• _EXERCISE DETAILS_
Below is a block of entries; repeat exactly the lines starting at the line that contains "132L388 124L374 135L378" and ending at the line that contains "positive clicks: (340, 218) (411, 186)", both included.
[EXERCISE MATERIALS — start]
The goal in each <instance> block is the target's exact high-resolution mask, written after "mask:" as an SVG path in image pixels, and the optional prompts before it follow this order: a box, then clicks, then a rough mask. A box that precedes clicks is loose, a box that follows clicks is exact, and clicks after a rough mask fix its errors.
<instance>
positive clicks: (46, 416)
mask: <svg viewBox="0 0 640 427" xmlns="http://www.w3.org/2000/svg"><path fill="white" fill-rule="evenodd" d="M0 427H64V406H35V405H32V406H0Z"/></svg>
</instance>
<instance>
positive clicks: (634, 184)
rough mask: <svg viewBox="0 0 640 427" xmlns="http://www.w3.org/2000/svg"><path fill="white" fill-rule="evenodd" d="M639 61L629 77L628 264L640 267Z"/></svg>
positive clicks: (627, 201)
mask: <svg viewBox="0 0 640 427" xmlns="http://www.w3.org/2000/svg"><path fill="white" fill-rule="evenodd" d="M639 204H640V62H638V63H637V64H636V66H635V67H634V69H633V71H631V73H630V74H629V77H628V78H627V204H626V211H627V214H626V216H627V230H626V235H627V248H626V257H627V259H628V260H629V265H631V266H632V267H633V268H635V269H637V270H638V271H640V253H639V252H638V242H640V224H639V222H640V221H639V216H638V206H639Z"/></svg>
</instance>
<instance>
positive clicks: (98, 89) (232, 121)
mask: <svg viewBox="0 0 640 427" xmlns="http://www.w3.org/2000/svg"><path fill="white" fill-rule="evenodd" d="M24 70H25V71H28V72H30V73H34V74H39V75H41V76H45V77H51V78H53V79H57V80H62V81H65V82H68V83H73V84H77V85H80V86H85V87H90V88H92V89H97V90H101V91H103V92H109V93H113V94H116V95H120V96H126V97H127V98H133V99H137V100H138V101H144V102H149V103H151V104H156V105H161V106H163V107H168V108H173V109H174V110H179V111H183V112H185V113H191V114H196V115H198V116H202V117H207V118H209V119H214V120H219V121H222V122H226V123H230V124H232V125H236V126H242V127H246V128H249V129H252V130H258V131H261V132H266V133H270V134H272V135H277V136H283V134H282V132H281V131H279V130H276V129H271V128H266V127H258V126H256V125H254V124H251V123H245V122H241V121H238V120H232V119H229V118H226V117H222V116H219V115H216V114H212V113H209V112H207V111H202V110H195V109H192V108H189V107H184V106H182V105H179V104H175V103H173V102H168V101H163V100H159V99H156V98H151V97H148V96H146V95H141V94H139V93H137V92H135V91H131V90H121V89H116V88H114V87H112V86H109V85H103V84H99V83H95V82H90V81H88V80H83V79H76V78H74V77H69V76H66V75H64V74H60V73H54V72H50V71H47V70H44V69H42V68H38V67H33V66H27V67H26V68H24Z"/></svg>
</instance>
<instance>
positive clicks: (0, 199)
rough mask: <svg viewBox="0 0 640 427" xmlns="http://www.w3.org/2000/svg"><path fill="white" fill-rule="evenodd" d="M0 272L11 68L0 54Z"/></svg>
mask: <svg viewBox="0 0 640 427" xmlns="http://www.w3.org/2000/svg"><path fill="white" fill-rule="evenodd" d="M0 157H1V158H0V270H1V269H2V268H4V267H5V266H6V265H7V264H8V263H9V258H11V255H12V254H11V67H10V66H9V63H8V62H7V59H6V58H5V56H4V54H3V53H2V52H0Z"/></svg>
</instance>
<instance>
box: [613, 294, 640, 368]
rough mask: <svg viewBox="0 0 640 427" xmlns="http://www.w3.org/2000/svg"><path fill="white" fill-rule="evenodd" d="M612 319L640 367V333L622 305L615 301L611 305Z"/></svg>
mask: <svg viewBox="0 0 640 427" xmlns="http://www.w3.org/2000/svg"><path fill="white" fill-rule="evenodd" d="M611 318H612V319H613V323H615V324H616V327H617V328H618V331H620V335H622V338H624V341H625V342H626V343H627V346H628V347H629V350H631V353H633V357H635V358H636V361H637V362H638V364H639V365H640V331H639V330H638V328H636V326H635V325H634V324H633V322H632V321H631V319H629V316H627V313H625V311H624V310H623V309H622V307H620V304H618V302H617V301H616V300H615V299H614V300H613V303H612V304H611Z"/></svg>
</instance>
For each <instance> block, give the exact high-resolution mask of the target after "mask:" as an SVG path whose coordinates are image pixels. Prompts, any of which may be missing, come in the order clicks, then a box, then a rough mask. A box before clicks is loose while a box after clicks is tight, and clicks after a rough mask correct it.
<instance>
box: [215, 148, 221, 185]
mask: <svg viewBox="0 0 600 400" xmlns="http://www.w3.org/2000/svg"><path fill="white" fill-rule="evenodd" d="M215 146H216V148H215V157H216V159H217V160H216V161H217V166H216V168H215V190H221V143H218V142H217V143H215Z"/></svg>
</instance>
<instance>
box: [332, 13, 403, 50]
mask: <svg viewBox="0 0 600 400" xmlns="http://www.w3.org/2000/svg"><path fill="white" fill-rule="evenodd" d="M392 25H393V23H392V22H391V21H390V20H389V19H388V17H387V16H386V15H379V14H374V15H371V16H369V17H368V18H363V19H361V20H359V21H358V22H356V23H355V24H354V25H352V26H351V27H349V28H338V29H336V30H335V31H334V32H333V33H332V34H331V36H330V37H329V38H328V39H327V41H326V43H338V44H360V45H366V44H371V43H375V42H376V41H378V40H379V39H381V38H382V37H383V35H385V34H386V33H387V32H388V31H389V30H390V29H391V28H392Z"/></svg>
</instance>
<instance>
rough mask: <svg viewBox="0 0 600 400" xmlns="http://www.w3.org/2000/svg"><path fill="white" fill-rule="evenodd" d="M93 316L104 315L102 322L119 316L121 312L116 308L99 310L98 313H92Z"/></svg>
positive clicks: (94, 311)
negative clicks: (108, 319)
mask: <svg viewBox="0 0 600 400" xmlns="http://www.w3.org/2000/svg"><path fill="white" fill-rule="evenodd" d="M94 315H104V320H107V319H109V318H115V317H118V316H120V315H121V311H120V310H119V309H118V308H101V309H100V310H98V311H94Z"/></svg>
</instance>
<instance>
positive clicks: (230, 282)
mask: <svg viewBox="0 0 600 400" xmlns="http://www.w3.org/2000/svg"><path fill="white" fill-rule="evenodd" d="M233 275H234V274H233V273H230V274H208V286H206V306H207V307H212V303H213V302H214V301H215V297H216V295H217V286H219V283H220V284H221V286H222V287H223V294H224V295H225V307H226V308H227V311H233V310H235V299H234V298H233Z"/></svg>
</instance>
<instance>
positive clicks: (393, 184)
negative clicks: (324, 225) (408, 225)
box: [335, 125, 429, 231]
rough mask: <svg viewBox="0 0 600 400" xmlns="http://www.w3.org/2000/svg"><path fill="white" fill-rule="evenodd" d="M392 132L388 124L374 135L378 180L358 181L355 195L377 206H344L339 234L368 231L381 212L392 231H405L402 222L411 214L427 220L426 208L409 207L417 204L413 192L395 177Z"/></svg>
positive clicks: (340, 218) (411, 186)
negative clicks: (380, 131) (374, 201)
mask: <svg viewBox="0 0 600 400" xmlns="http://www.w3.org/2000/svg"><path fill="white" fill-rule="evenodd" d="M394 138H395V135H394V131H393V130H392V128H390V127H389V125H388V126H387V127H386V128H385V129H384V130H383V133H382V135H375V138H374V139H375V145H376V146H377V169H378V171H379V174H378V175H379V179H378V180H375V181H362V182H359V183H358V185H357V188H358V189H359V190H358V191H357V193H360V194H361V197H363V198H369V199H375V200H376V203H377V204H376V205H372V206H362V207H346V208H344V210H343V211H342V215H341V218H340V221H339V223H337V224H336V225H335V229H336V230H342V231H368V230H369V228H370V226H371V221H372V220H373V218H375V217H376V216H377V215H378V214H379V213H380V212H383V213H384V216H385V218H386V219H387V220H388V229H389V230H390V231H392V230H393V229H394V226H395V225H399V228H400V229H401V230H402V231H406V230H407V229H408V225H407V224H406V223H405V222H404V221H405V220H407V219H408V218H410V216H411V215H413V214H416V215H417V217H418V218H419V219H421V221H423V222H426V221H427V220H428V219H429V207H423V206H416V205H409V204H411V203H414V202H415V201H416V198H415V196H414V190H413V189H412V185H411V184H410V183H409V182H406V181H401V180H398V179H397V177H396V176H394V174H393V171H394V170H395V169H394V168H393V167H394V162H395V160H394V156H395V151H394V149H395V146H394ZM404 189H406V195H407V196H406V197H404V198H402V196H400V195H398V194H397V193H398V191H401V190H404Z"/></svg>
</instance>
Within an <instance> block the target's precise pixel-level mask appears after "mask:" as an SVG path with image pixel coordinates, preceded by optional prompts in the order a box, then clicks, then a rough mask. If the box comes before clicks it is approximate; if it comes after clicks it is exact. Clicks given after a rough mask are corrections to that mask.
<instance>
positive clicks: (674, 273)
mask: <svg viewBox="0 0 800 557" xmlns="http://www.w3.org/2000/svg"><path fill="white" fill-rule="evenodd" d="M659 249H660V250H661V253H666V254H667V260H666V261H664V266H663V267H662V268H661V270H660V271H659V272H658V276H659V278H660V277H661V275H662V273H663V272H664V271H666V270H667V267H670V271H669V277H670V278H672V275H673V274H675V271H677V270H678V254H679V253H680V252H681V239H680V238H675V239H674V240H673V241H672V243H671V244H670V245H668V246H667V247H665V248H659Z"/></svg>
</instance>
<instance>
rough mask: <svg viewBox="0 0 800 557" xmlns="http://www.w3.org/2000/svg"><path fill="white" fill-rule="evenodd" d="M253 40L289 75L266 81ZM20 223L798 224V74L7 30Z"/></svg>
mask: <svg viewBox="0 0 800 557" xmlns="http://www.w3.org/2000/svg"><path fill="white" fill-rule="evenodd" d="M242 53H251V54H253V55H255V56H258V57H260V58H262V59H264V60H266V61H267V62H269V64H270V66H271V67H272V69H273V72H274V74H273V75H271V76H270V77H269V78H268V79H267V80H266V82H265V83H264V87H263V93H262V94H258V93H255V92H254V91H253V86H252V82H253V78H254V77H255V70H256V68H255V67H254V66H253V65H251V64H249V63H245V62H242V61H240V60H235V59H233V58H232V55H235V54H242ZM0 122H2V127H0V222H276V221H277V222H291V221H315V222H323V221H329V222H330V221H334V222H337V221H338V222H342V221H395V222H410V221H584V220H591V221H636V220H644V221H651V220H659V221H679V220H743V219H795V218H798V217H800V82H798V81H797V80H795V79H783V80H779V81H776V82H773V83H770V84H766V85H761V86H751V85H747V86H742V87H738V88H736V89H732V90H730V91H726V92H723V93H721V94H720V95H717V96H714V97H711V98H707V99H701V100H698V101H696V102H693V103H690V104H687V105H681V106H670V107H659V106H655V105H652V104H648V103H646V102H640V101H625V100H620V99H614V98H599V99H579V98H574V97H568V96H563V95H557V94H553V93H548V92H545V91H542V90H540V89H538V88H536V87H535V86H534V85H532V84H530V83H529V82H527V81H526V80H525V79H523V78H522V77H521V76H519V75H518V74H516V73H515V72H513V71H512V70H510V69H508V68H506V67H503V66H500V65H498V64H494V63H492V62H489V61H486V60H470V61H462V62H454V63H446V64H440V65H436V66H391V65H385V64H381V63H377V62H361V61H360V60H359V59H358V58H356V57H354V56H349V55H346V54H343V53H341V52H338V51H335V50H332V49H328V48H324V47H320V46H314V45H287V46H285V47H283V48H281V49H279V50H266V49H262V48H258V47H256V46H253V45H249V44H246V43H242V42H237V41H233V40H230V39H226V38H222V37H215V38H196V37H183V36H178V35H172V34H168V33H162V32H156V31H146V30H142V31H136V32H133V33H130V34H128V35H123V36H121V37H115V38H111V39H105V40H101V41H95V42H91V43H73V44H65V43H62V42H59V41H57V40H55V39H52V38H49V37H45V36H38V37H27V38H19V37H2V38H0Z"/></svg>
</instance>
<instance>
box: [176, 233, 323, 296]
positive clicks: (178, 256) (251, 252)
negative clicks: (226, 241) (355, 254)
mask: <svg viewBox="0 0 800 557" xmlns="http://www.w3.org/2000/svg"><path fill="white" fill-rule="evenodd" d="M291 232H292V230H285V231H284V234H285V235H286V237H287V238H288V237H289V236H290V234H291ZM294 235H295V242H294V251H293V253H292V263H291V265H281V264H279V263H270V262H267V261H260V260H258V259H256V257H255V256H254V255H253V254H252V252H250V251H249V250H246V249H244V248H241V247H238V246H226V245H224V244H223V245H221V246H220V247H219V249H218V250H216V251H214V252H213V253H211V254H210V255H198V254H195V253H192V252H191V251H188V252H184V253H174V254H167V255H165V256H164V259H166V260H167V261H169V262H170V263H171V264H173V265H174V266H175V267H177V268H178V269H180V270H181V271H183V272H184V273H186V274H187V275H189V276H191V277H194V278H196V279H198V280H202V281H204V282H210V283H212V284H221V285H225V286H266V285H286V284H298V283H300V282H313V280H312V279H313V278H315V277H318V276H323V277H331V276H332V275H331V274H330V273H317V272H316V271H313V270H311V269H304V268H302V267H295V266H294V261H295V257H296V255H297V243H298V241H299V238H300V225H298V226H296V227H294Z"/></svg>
[EXERCISE MATERIALS — finish]
• _WRITTEN ANSWER_
rough mask: <svg viewBox="0 0 600 400" xmlns="http://www.w3.org/2000/svg"><path fill="white" fill-rule="evenodd" d="M392 132L388 124L374 135L378 180L358 181L355 195L377 206H344L339 234L368 231L381 212L392 231H405L402 222L411 214L427 220L426 208L409 207L417 204L413 192L395 177Z"/></svg>
positive clicks: (340, 218) (411, 186)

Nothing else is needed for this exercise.